**Görev Tanımı 1**
Çocuk yetiştirmeyle ilgili yazıya göre aşağıdaki soruları yanıtlayın.
(a) Anne çocuğa hangi yapısıyla yol gösterir?
(b) Anne-baba görevini yerine getirmez ya da ertelerse bu rolü kimler üstlenir?
(c) Anne-baba, çocuğun bilgisayar başından kalkmamasının yanı sıra neyi bırakmamasından yakınır?
**Görev Tanımı 2**
Çocuk yetiştirmeyle ilgili yazıyı kaldığı yerden sürdürün.
───── Okunacak Metin ─────
- 437 Okunma
- 0 Yorum
- 0 Beğeni
Hak Etmediler Mi
HAK ETMEDİLER Mİ?
Çocuk bu dünyaya geldiğinde Allah’ın vermiş olduğu
akıl nimetiyle, hayatı çözmeye çalışacak. Etrafını tanıyacak.
Olayları yorumlayıp, kendince kararlar verecek
ve hayatına bir güzergâh çizecek.
Değişik sosyal gruplardan, takımlardan, iş kollarından,
arkadaşlardan birisini seçecek kendine örnekler
bulup onların arkasından gidecek.
Peki, bu körpecik beyinleri kim yönlendirecek?
Doğru ile yanlışı ayırt etmesini kim öğretecek? Yapması
ve yapmaması gerekenleri kim söyleyecek? Eşyayı kim
tanıtacak? Konuşmayı kim öğretecek? Cevabı biliyoruz
değil mi? Anne - baba. Anne şefkatli yapısıyla, baba
tecrübeli ve ailesine kol kanat açmış haliyle...
Peki, anne-baba görevini yerine getirmezse yâ da
ertelerse bu rol kimin olacak? Merak ettiklerinin cevabını
kim verecek? Sahte yönlendiriciler, sanal bir takım
yol göstericiler. Sonrası; çocuk kendini bilip, öğrenmesi
gerektiği asgari bilgileri öğrendiğinde, anne- babanın
feryadı, figanları başlayacak. “Artık çocuğum beni dinlemiyor,
benim istediklerimi yapmıyor, kendi kafasına buyruk
yaşıyor, bilgisayar başından kalkmıyor, televizyonu bırakmıyor”
(v.s.) diye sızlanacak.
Asıl soru: - Peki çocuğumuz bizi dinlemiyor da biz
onları bize ihtiyaçları olduğunda dinledik mi?
Kız çocuğu; ilk hamur ile oynamayı, kâğıt kesmeyi,
saç taramayı, güzel cümleler kurmayı, yatarken dua etmeyi,
dağıttığını toplamayı, eve misafir geldiğinde hoş
geldiniz demeyi, anneciğim babacığım demeyi, el açıp
dua etmeyi, annesinden mi öğrendi?
───── Sağlanan Veriler ─────
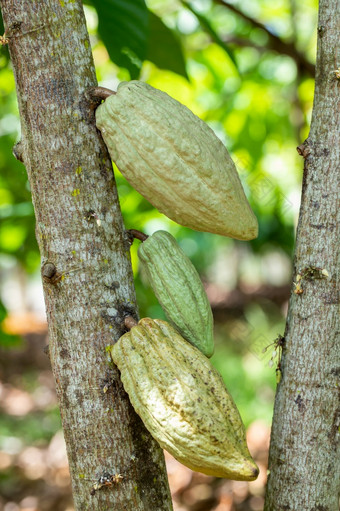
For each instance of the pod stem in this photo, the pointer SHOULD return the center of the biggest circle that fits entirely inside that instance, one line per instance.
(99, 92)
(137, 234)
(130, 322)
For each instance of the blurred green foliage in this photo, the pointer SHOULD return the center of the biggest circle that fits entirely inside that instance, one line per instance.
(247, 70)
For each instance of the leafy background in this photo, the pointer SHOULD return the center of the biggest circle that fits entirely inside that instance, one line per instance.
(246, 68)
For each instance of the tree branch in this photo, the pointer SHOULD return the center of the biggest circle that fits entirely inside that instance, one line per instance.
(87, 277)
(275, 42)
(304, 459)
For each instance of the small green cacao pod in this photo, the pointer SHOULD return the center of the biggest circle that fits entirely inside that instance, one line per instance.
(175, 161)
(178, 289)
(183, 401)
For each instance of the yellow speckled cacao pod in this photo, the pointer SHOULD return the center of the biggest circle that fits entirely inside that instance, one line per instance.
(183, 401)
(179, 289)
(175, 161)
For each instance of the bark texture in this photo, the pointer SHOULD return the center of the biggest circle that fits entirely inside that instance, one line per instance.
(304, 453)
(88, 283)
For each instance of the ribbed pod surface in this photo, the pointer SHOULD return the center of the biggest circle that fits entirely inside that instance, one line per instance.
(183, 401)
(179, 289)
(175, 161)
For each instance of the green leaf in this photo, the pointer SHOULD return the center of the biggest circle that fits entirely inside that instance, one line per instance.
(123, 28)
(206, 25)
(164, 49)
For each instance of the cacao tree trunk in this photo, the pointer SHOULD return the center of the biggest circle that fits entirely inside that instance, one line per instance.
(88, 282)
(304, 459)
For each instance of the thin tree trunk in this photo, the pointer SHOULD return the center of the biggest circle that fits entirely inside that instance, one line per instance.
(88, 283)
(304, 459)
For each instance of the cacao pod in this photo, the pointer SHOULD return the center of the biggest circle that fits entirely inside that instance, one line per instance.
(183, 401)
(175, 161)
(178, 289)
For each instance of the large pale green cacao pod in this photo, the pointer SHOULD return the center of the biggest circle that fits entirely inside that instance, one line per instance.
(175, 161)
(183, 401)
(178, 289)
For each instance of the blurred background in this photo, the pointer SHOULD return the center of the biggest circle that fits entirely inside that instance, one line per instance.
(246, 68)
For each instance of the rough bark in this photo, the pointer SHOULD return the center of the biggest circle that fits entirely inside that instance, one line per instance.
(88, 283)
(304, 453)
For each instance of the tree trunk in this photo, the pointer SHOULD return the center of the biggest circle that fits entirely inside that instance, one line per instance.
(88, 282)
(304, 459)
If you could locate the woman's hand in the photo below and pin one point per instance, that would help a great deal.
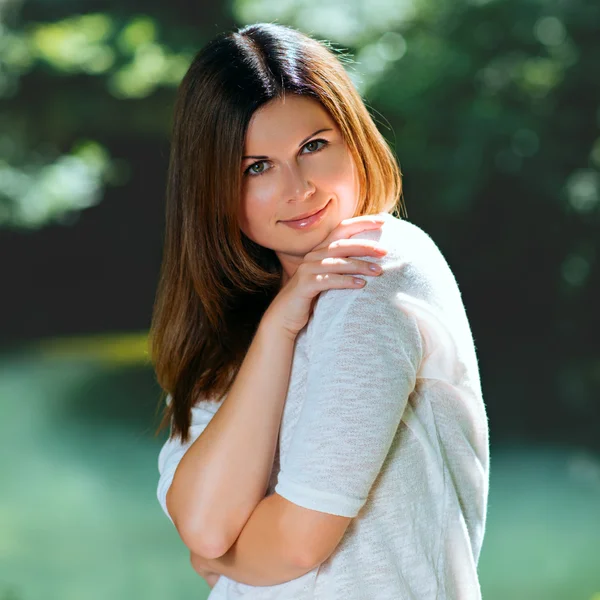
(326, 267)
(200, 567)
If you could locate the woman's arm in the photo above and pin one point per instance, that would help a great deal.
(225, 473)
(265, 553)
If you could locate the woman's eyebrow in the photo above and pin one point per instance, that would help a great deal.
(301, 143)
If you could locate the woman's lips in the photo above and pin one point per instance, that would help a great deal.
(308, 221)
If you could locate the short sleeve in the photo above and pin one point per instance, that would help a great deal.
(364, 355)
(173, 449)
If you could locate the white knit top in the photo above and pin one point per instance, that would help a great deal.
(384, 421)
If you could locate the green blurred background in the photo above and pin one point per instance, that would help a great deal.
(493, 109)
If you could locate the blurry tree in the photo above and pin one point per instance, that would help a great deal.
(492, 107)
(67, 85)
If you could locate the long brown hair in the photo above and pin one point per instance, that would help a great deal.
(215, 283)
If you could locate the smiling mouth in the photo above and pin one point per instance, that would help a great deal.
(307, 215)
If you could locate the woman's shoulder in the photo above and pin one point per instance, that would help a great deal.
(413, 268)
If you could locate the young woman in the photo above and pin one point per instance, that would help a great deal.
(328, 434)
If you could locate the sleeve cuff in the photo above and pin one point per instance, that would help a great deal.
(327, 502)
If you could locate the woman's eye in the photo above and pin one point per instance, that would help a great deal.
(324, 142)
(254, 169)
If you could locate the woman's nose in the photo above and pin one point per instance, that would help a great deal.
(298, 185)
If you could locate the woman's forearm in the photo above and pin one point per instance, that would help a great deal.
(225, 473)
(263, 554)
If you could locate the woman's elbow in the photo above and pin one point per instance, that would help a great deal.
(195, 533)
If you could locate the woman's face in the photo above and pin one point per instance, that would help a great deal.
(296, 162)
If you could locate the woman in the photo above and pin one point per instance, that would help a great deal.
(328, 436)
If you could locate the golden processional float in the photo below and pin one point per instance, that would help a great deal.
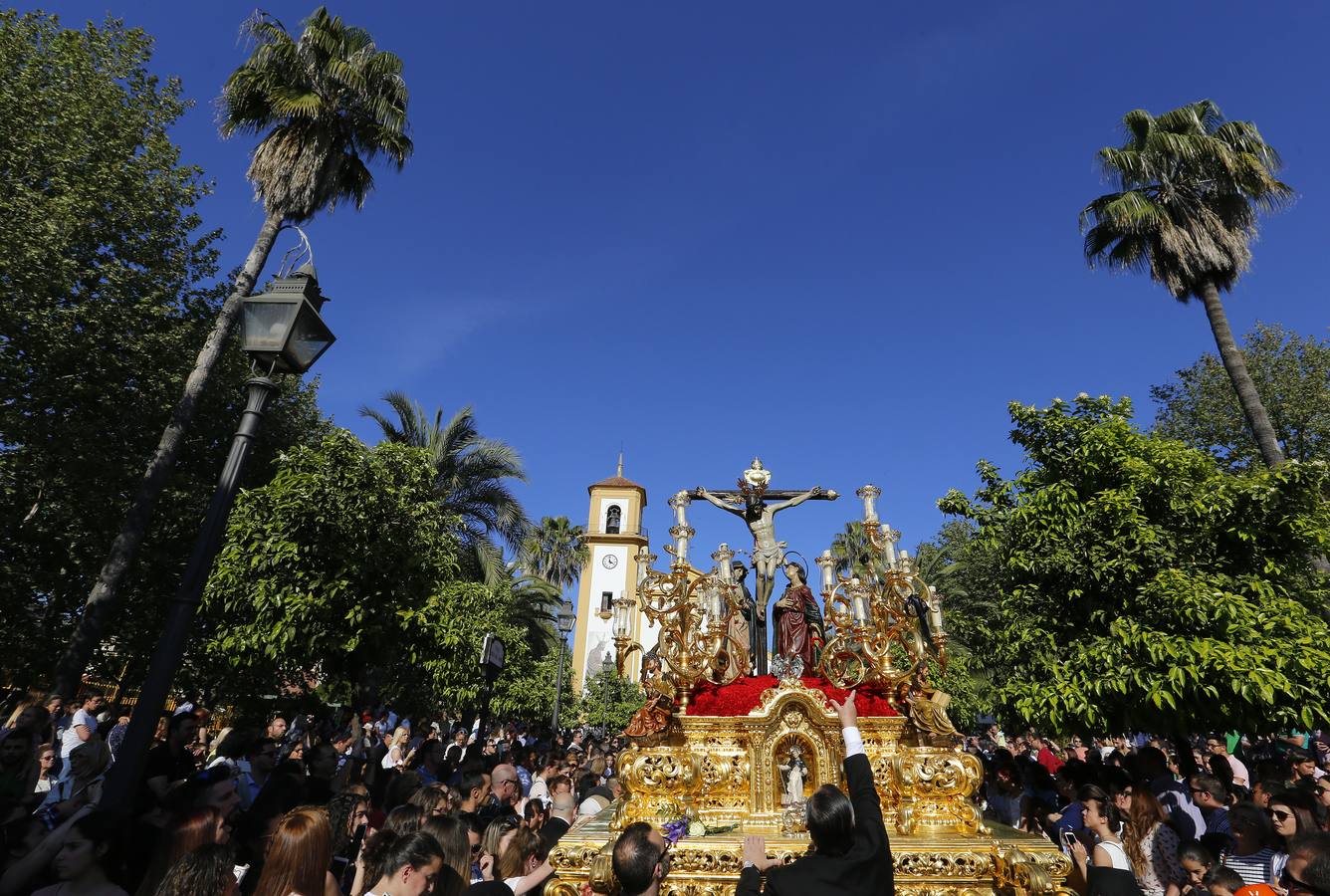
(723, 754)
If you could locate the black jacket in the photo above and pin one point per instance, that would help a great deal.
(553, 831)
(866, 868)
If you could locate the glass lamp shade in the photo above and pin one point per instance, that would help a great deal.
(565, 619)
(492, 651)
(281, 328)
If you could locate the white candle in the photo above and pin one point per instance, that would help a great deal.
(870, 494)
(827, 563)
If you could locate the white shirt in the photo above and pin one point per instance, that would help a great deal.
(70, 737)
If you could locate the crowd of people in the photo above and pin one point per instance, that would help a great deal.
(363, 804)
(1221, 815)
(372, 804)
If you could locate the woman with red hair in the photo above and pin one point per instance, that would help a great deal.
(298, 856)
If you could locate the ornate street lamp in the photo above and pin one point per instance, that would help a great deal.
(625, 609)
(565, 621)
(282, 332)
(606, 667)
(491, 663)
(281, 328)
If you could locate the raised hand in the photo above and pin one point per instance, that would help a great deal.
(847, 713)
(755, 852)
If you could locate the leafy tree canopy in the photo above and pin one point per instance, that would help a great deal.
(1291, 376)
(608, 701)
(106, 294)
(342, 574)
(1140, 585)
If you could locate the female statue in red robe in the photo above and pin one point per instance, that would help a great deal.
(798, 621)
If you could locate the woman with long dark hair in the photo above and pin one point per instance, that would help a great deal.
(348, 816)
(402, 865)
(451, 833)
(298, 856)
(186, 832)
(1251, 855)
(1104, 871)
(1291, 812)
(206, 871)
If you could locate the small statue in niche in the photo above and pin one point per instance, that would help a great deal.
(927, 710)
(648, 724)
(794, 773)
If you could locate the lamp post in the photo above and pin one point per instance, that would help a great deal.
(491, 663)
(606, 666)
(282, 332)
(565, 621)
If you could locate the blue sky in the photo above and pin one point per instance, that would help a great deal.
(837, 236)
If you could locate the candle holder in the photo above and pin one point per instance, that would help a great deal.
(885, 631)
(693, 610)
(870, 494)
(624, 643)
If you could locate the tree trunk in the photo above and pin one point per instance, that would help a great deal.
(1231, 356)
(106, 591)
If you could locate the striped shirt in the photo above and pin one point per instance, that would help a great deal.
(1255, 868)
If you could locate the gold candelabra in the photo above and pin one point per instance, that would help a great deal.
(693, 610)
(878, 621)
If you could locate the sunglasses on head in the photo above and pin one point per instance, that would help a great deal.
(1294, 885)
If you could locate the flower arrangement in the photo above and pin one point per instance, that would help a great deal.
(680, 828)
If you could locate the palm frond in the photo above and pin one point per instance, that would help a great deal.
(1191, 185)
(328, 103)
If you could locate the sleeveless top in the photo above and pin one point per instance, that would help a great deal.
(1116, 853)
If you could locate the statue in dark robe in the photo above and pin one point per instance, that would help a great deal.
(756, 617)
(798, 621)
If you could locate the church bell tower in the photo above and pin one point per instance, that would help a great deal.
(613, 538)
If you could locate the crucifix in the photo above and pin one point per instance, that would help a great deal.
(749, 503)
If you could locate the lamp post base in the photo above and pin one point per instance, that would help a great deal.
─────
**Beklenen Çıktı 1**
(a) Şefkatli yapısıyla.
(b) Sahte yönlendiriciler, sanal bir takım yol göstericiler.
(c) Televizyonu.

**Beklenen Çıktı 2**
Erkek çocuğu; ilk top oynamayı, bir işe başlarken besmele
çekmeyi, bir topluluğa girdiğinde selam vermeyi,
iki kişi konuşurken susup beklemeyi, lafı bölmemeyi,
“beyefendi, rica ederim, teşekkür ederim” demeyi, bir iş yaparken
babasına yardım etmeyi, okulunda öğretmenini
dinlemesi gerektiğini, akraba ziyaretlerinin önemli olduğunu
(v.s.) kimden öğrendi?
Çocuğumuz tüm ilkleri bizden mi aldı ve içine sindirdi?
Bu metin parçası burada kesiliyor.